TASK STATEMENT ::
Return all of the listing word for word; the pictures stay out.

____________

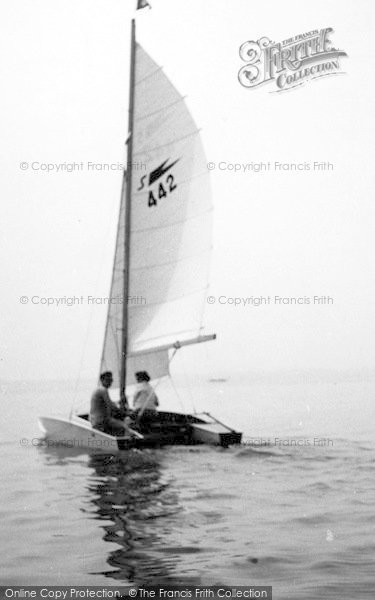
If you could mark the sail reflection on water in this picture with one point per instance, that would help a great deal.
(132, 494)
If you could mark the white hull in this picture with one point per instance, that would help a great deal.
(172, 428)
(76, 433)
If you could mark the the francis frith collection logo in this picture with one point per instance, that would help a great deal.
(289, 63)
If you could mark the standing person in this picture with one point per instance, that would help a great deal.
(145, 401)
(105, 415)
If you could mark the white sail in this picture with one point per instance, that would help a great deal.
(170, 230)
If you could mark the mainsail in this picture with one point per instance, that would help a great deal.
(170, 231)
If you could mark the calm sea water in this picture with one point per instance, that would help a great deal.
(293, 507)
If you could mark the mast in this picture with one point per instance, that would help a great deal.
(129, 176)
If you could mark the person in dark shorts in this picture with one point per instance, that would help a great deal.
(145, 401)
(105, 415)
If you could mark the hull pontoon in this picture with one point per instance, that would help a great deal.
(169, 429)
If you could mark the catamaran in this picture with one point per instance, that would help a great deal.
(161, 258)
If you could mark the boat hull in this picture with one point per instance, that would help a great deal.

____________

ANSWER SECTION ::
If you could mark the sail reflection on water in this picture with one point per instance, that would help a great deal.
(132, 494)
If you could mark the white hull in this picture with one point per instance, that would help a great deal.
(172, 428)
(76, 433)
If you could mark the the francis frith collection logo in this picture with one point per instance, that would help a great deal.
(289, 63)
If you could mark the standing person in this picture with one point per instance, that would help a great deal.
(145, 401)
(105, 415)
If you could mark the white sail in this picture with one point per instance, that would help a great deal.
(170, 230)
If you could mark the mainsail in this picture with one point per instance, that would help a great deal.
(170, 231)
If you could mark the calm sea water in this picture with one point per instance, that would help a great deal.
(293, 507)
If you could mark the mast in this picture with one point per instance, that would help a great deal.
(129, 176)
If you could mark the person in dark shorts in this picture with one point per instance, that would help a great deal.
(145, 401)
(105, 415)
If you could mark the hull pontoon in this picture with one point per instance, that would help a great deal.
(169, 429)
If you could mark the catamaran in this picture with one point per instance, that would help a great deal.
(161, 258)
If you could mark the boat hull in this picture with one point per instance, that would help a great deal.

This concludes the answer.